■ TEXT PASSAGE
━━━━━━━━━━━━━━━━━━━━

Now, I love a good disaster. Especially a good disaster movie. You know, where things like this aren’t REAL. Naturally, this required some investigation, like, for example, how often does stuff like this happen? What I discovered was UN. SETTLING. We all know about the Richter scale, a ranking system from 0-10 for earthquakes that determines if the shake of the very planet we in habit (scary!) is minor – “Hm. I just felt unbalanced. Was that my general feeling that broke through my sub-conscious or was that an earthquake”/runs to check the news, or major, e.g. California fell in to the ocean.

People, they have a Richter-like scale for Volcanic Activity. It is called the Volcanic Explosivity Index, or VEI for short. I’ve worked in government and as such, you know something is scary when it a) has an acronym and b) a science-y sounding name with an “Index”. The VEI is a scale from 0-8 (I wonder why not 10?) and “provides a relative measure of the explosiveness of volcanic eruptions” (thanks, Wikipedia!) This isn’t your grade 7 science project.





There haven’t been too many huge eruptions recently, but seriously – do we live in the Paleozoic Era or something?!! This is just. not. supposed. to happen. If a relatively minor eruption like the one in Iceland can mess with modern society like this, what happens if the BIG ONE comes? I’m just saying that they should make a disaster movie about it so we can let it seep into our consciousness while embraced by the warm glow of Hollywood and a bankable action star like, oh, say, Bruce Willis.

Anyway, my mother’s friends went to Jamaica instead. I wonder if they have volcanoes there.

━━━━━━━━━━━━━━━━━━━━

■ DATA TO EXAMINE

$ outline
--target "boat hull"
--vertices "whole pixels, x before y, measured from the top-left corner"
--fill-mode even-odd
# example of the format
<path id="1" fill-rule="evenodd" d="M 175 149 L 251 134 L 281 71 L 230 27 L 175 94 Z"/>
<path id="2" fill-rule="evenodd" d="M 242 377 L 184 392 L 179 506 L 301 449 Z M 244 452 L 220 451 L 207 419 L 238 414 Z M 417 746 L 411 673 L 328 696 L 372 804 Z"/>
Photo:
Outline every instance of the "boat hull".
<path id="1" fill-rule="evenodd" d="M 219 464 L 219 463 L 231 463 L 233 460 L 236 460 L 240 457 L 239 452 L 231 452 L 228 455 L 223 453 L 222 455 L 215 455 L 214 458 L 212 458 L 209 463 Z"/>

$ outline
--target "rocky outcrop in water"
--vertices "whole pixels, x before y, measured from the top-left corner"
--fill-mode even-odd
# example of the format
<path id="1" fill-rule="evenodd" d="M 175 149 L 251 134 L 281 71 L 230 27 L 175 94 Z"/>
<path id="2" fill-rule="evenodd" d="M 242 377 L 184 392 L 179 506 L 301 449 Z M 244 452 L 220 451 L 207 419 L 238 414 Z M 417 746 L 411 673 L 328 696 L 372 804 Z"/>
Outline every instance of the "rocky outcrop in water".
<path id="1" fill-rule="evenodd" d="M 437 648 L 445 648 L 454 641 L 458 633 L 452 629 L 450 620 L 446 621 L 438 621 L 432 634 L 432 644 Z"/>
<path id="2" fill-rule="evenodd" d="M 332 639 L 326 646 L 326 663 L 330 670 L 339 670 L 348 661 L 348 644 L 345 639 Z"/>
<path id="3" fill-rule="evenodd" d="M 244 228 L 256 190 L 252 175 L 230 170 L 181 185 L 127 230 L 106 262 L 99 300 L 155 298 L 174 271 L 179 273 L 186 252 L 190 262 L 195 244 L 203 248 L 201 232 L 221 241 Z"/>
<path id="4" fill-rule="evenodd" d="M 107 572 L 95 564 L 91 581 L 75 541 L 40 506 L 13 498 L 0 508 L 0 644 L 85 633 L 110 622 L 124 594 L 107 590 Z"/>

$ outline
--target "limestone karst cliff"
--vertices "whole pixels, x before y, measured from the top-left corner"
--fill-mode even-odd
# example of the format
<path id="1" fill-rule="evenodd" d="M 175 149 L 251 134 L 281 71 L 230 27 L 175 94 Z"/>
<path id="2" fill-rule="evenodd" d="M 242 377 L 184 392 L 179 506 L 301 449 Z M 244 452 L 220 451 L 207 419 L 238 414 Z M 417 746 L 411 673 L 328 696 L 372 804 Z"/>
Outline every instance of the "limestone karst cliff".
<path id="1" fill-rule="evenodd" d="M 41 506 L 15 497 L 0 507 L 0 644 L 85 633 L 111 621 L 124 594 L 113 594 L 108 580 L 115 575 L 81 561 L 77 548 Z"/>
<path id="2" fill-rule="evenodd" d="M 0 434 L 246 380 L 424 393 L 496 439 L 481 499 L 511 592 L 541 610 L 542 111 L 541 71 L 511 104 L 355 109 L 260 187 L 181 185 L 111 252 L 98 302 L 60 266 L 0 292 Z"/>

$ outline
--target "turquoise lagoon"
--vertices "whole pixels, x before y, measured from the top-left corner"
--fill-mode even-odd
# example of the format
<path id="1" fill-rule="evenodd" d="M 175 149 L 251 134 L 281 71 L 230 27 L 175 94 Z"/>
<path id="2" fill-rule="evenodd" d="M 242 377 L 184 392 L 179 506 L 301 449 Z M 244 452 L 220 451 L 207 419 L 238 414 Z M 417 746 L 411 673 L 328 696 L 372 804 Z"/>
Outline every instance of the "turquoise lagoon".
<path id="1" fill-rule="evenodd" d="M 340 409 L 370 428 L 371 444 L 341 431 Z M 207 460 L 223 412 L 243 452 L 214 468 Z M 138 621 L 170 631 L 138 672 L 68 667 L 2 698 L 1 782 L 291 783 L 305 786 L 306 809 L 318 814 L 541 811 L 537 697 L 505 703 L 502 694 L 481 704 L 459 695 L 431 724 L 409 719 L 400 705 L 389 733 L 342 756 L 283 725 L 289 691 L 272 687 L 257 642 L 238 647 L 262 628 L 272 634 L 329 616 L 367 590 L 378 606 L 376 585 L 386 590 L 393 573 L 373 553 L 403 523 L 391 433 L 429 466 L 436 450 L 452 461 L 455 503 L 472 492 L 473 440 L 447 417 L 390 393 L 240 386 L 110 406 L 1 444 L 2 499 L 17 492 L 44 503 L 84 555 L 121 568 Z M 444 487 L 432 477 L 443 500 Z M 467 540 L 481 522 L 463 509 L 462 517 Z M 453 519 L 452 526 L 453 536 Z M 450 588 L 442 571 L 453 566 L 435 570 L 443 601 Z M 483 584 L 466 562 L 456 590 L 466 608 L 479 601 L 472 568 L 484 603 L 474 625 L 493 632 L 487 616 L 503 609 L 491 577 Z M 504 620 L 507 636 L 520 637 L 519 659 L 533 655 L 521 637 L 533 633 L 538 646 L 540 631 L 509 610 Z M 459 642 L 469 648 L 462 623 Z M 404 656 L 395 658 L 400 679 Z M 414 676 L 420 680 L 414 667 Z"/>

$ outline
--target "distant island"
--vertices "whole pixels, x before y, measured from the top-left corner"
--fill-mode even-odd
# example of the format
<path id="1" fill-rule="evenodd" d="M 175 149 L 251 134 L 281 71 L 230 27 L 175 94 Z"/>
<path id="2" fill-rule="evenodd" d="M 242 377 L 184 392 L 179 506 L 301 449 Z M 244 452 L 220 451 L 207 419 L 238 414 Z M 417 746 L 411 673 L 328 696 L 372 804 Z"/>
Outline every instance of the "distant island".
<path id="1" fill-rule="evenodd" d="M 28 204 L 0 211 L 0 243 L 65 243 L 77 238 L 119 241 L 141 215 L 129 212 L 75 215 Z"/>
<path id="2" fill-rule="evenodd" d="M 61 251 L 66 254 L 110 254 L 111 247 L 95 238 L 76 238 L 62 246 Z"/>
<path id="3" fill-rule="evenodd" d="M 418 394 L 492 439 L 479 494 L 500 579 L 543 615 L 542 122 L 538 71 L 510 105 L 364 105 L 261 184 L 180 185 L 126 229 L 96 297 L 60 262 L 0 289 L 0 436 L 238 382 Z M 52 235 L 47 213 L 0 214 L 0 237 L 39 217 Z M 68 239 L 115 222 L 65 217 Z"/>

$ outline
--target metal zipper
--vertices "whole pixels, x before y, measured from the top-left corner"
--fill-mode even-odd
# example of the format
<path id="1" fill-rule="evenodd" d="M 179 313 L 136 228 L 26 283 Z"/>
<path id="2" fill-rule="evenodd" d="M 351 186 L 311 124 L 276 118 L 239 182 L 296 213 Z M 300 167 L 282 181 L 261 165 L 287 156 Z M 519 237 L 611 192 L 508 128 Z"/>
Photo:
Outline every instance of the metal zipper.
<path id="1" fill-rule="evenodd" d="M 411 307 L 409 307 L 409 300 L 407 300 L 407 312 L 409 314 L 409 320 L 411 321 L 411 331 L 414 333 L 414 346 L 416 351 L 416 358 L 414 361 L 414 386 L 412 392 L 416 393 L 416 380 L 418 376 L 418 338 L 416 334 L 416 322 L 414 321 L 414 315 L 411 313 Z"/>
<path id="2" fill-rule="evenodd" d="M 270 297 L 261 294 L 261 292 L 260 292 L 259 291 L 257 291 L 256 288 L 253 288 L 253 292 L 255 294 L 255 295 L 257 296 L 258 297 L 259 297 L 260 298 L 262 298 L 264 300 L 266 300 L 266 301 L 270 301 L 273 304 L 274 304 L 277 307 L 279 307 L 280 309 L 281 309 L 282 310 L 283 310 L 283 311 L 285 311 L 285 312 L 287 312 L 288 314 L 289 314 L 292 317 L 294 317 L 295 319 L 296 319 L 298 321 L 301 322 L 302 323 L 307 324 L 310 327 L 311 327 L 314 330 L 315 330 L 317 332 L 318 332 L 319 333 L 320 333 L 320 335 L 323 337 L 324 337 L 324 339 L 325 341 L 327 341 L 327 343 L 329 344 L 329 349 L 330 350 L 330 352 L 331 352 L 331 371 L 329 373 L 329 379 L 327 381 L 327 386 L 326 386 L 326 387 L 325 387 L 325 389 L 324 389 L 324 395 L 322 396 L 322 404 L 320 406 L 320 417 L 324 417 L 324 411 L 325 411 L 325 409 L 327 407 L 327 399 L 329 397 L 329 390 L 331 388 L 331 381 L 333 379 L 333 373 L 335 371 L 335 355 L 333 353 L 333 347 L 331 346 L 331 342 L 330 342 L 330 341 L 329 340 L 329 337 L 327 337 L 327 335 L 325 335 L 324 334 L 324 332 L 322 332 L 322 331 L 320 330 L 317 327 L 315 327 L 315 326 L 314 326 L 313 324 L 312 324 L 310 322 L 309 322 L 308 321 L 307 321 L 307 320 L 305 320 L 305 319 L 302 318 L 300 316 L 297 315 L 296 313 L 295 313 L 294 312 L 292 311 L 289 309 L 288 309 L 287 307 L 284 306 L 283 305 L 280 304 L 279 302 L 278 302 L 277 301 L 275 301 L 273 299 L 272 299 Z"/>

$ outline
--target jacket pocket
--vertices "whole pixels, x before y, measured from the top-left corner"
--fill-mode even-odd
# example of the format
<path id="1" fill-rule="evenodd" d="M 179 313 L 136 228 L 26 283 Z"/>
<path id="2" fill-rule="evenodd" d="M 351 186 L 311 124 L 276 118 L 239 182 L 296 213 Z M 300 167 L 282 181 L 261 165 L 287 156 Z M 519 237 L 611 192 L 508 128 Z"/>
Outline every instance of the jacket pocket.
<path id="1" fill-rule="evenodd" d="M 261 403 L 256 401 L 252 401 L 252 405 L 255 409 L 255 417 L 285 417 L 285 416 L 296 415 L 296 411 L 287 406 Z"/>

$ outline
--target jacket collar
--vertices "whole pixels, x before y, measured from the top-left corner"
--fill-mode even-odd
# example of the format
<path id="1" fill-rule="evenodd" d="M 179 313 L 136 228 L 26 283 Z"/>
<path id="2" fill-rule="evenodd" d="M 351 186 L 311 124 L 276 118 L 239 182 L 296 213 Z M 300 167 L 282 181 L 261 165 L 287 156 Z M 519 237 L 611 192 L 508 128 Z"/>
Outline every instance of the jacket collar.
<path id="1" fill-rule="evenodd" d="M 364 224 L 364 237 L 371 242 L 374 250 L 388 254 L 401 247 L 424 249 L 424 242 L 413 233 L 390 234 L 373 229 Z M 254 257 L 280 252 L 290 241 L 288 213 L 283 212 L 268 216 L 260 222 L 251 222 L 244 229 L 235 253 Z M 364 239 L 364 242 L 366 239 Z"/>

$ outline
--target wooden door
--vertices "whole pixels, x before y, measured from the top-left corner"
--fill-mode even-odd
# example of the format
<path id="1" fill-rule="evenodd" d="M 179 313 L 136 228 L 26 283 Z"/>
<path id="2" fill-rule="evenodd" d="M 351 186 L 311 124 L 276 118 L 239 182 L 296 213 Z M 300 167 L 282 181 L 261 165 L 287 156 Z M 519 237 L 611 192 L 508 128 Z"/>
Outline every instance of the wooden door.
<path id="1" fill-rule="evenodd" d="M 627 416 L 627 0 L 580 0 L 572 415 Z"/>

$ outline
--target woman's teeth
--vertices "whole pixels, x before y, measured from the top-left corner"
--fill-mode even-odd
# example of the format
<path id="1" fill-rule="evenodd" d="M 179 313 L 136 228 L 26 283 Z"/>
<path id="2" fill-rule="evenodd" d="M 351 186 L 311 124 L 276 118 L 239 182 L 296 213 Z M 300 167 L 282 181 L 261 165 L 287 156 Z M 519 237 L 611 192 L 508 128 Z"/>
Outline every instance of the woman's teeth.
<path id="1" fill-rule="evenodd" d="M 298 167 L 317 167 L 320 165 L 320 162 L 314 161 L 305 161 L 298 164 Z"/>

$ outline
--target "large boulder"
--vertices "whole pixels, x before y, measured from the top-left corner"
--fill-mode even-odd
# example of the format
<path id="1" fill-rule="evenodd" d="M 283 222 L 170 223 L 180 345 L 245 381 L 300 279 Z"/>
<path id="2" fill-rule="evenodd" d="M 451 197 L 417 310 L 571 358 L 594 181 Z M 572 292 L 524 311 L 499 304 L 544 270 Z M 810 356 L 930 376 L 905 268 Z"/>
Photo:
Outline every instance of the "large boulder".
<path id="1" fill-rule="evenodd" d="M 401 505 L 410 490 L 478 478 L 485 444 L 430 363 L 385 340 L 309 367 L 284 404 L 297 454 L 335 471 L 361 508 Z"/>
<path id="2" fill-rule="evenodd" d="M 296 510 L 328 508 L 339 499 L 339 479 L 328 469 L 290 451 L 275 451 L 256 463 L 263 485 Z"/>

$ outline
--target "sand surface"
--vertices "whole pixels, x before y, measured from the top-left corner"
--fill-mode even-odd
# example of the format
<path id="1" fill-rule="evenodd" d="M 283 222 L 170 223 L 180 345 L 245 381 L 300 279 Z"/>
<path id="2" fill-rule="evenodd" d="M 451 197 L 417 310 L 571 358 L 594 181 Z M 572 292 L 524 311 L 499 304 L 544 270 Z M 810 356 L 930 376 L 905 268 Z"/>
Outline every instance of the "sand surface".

━━━━━━━━━━━━━━━━━━━━

■ WORK ORDER 1
In the volcano blog post, copy everything from "Now, I love" down to "to the ocean.".
■ WORK ORDER 2
In the volcano blog post, what is the range of the Volcanic Explosivity Index scale?
Work only from the volcano blog post given above.

■ EXERCISE SOLUTION 1
Now, I love a good disaster. Especially a good disaster movie. You know, where things like this aren’t REAL. Naturally, this required some investigation, like, for example, how often does stuff like this happen? What I discovered was UN. SETTLING. We all know about the Richter scale, a ranking system from 0-10 for earthquakes that determines if the shake of the very planet we in habit (scary!) is minor – “Hm. I just felt unbalanced. Was that my general feeling that broke through my sub-conscious or was that an earthquake”/runs to check the news, or major, e.g. California fell in to the ocean.

■ EXERCISE SOLUTION 2
The VEI runs from 0 to 8.